*Request*:
Rewrite every line from the one containing "If you could place a marker on the dog's tail" down to the last line of the entries below. Add 118 to each number in every coordinate pair.

*Dataset excerpts on object pointing*:
# # #

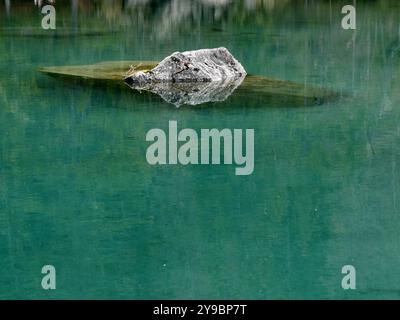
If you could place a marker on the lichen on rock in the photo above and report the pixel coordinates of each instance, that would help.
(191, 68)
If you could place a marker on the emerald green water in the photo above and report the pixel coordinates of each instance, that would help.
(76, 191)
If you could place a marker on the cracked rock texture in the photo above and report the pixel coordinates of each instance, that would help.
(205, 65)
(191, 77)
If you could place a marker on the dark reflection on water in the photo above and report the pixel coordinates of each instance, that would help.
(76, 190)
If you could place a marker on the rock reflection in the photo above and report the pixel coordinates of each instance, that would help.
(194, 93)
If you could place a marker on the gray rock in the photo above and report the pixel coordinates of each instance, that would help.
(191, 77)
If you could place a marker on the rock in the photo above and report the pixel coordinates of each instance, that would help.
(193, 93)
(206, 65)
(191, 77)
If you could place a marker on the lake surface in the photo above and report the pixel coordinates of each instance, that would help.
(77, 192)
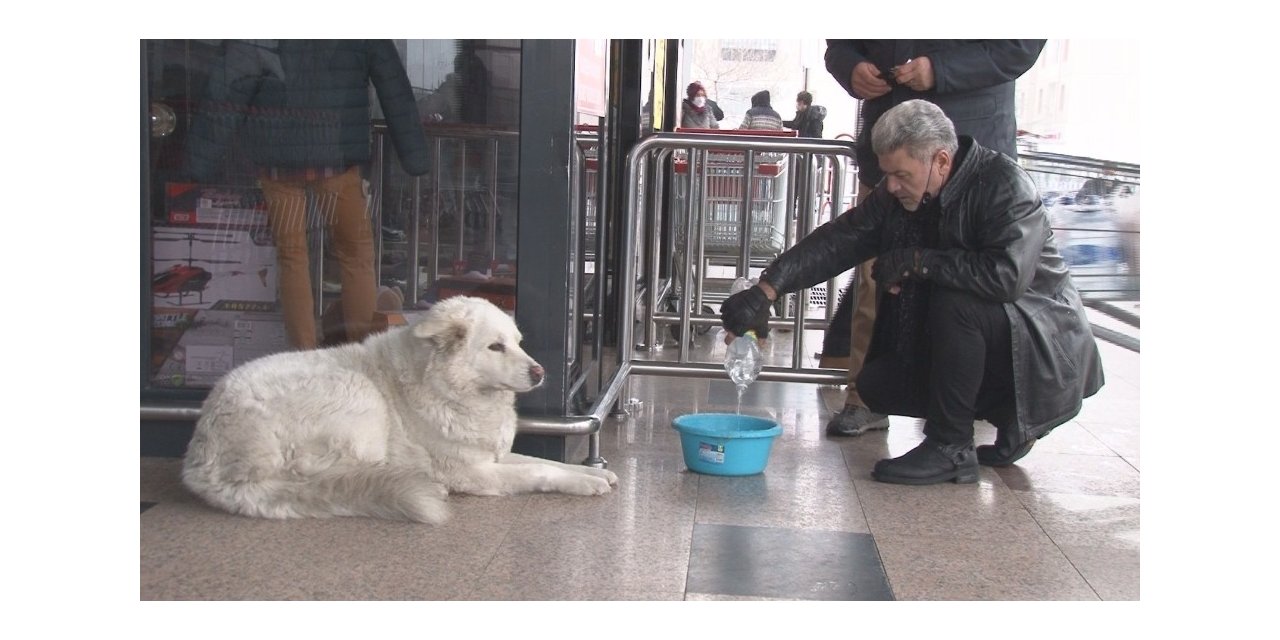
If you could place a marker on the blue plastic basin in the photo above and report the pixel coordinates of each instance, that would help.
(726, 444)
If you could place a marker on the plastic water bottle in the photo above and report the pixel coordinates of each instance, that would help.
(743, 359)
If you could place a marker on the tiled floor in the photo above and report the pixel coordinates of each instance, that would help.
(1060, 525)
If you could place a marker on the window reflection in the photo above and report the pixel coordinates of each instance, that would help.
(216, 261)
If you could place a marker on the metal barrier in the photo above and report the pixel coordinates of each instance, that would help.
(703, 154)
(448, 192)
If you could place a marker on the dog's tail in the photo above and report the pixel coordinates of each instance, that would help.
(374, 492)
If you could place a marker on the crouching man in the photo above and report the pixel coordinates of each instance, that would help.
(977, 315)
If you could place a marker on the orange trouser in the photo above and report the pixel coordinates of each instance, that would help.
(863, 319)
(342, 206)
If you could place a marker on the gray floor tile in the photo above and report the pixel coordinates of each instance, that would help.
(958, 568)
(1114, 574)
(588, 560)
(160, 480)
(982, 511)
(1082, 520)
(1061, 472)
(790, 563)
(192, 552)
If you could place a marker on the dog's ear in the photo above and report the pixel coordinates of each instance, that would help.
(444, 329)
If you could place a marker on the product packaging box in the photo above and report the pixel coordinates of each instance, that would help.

# # #

*Expected output*:
If you could place a marker on the dog's tail in the photo above and report the pixel coordinates of each instance, that would help.
(492, 610)
If you could place a marker on the crouching man in the photo above and report the pixel coordinates of each instance, that would help.
(1095, 433)
If you could place a marker on the orange trouser in the photo above and report the pixel coordinates of each instance, that would help.
(981, 437)
(460, 324)
If you could place a marker on the gray floor tile in the photo above and report the pixel coordinates of each instance, that would help.
(1076, 686)
(1232, 692)
(706, 678)
(278, 598)
(1100, 629)
(1200, 638)
(1179, 590)
(908, 681)
(310, 670)
If you could place a marker on the dog's ear in the photo above and report the pixel coordinates of each instance, that would help.
(562, 447)
If you could place a marker on the product packaging box in the photo above and report the pixel coordinates of each instance, that would help.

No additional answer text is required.